Records for processing –

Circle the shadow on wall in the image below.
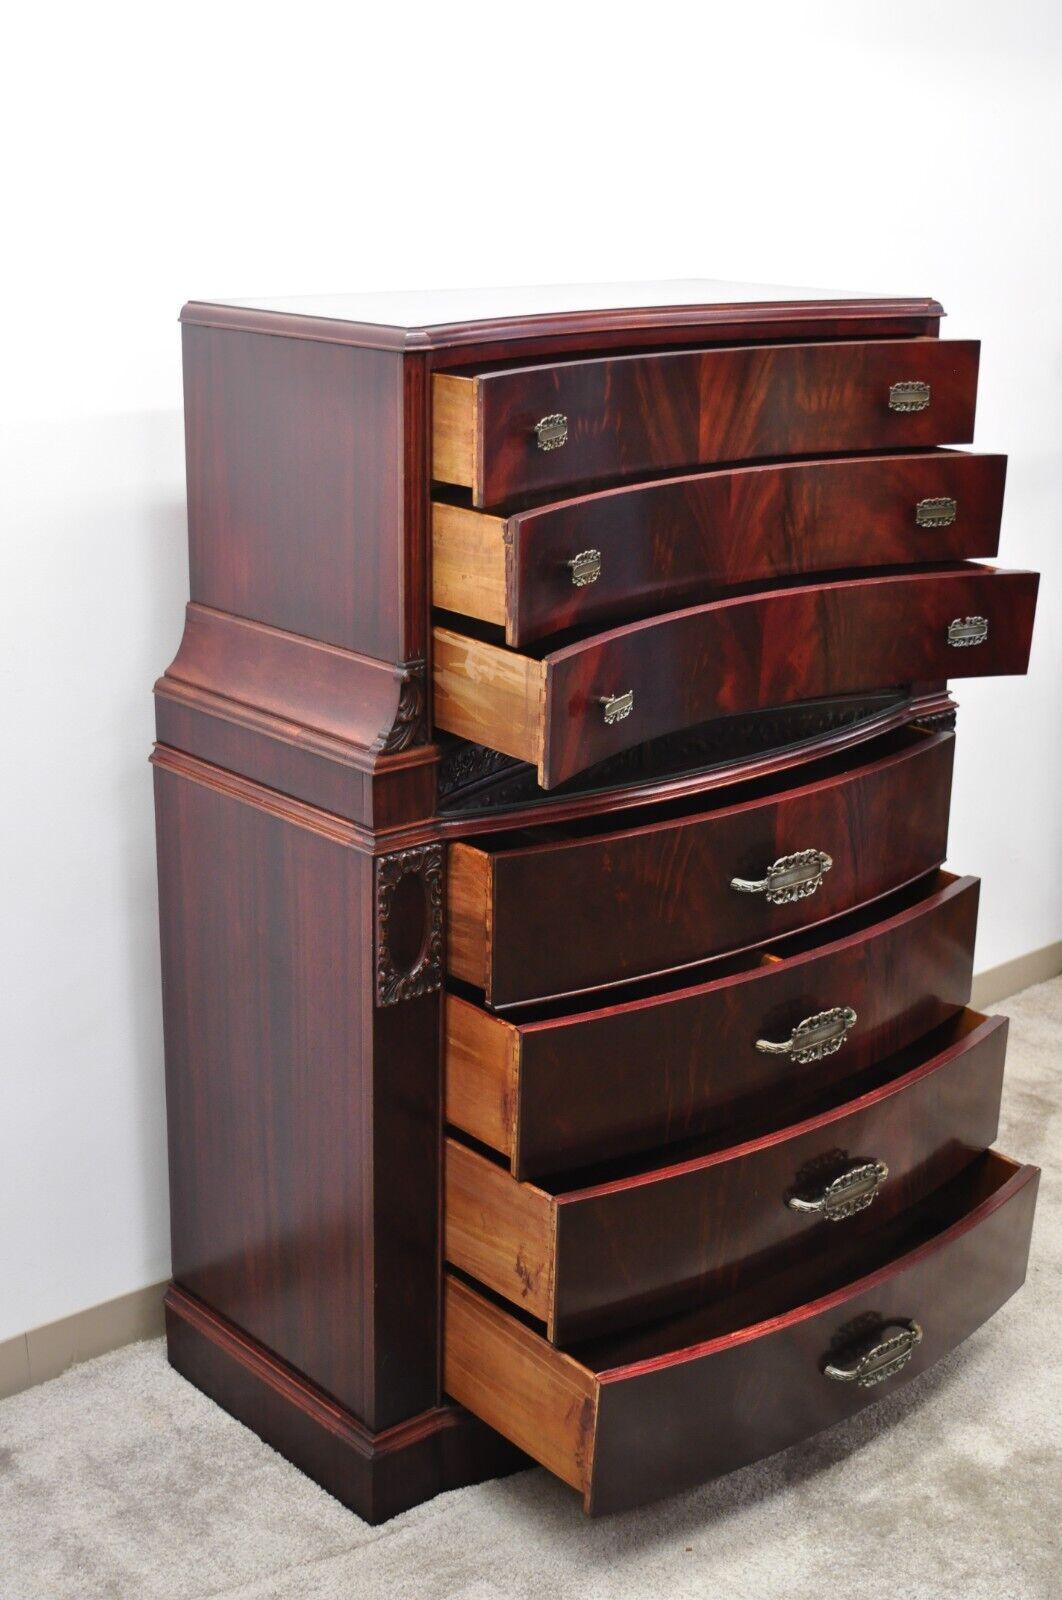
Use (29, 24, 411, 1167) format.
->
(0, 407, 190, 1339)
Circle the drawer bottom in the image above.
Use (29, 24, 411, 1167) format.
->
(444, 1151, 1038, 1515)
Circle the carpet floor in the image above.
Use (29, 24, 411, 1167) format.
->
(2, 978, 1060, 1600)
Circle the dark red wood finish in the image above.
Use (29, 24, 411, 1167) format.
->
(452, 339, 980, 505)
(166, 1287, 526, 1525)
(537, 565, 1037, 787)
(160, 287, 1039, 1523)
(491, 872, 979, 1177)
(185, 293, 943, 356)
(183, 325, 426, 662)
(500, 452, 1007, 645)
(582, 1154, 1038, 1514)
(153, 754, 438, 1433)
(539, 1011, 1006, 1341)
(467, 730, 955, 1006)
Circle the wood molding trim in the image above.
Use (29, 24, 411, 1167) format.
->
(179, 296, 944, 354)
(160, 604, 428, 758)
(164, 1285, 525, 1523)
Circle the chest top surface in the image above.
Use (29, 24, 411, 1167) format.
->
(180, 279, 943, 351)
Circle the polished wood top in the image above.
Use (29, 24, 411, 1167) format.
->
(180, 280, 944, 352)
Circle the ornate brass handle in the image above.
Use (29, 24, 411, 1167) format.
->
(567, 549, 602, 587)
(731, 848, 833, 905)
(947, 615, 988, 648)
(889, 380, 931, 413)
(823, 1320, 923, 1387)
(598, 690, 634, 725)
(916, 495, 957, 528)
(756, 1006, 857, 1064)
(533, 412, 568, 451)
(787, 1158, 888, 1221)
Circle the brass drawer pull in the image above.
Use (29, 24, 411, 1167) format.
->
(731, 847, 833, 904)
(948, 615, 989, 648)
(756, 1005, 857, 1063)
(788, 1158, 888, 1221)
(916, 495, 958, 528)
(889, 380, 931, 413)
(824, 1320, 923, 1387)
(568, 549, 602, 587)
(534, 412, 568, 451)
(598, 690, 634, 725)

* * *

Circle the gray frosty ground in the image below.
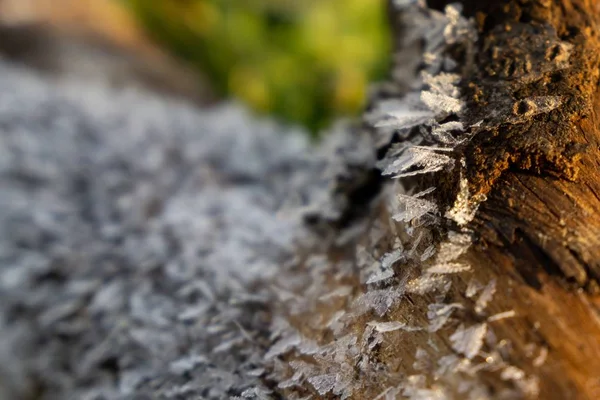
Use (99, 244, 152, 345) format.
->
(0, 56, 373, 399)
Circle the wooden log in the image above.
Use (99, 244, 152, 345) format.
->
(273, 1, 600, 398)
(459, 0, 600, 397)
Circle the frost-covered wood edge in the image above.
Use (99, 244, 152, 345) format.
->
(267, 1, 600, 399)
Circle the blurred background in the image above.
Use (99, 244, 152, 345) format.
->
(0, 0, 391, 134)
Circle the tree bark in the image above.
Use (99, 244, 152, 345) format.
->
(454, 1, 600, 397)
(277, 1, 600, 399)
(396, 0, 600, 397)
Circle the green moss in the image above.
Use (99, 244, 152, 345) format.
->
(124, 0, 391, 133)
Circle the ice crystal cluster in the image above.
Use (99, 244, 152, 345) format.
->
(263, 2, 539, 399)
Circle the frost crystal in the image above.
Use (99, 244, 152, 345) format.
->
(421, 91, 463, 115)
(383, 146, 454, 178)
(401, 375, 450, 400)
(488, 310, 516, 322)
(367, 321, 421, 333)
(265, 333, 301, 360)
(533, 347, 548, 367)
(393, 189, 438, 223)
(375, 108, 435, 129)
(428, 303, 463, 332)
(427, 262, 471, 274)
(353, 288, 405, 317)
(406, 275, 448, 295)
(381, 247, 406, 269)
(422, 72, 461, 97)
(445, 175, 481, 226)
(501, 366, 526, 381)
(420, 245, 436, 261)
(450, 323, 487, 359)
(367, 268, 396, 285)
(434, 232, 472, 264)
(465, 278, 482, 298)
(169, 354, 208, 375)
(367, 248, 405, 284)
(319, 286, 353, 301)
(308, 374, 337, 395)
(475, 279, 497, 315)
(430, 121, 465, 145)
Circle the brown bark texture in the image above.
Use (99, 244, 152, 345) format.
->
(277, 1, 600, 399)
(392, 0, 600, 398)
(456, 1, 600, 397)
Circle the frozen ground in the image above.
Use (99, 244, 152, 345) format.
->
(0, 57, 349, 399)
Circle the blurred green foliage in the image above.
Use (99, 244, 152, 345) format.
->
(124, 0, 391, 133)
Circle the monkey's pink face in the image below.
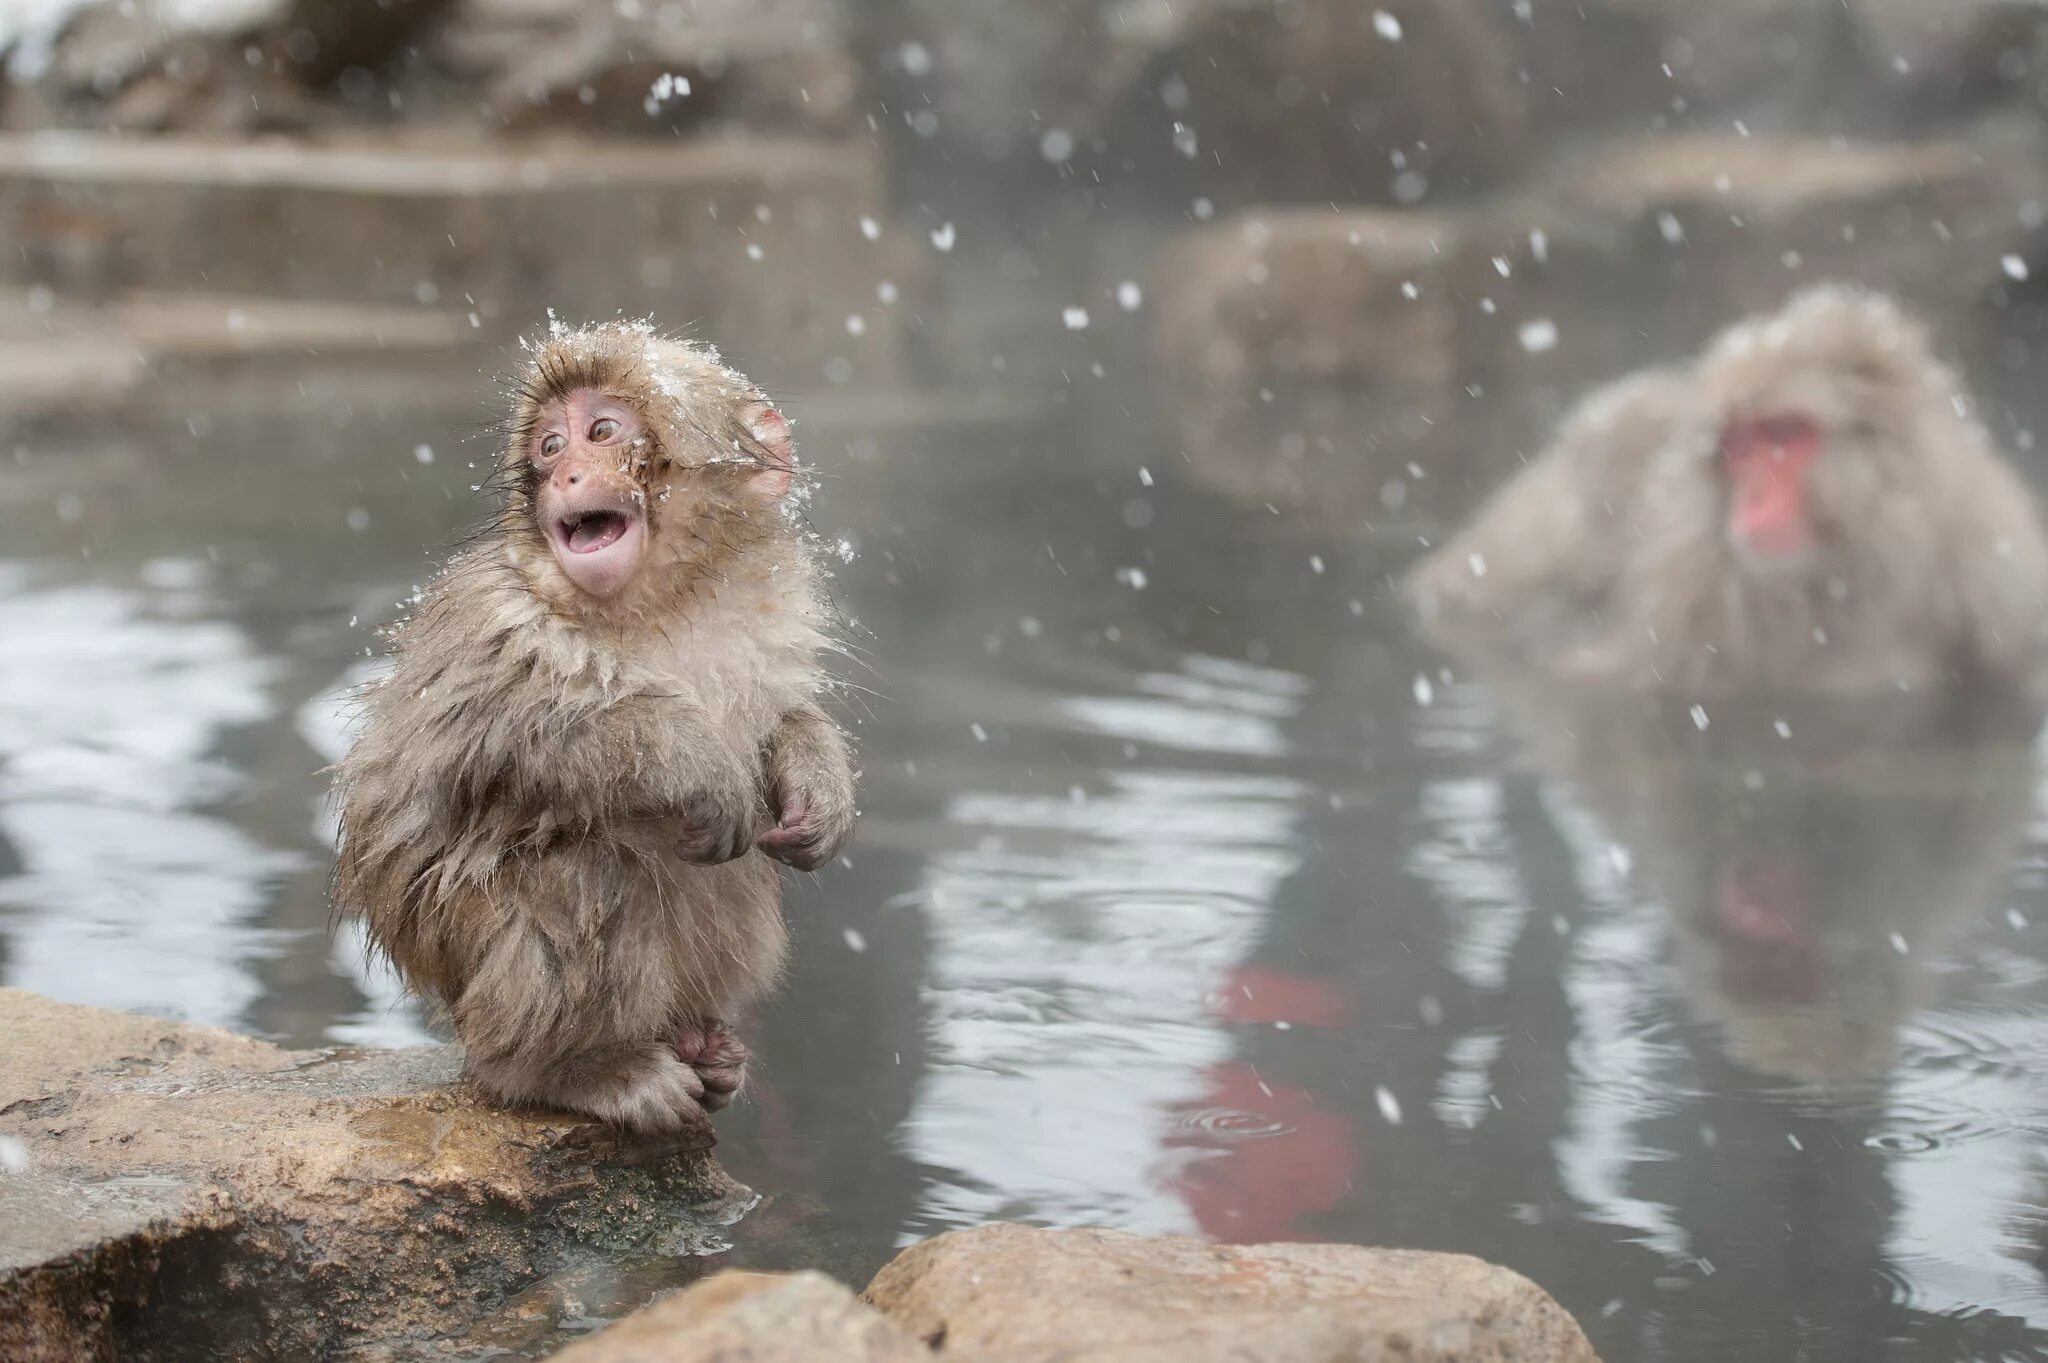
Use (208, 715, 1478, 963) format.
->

Task brief –
Check every line of the records, and copy the ones that hold the word "bark".

Answer to this task –
Circle the tree bark in the image above.
Circle the brown bark texture in the image above.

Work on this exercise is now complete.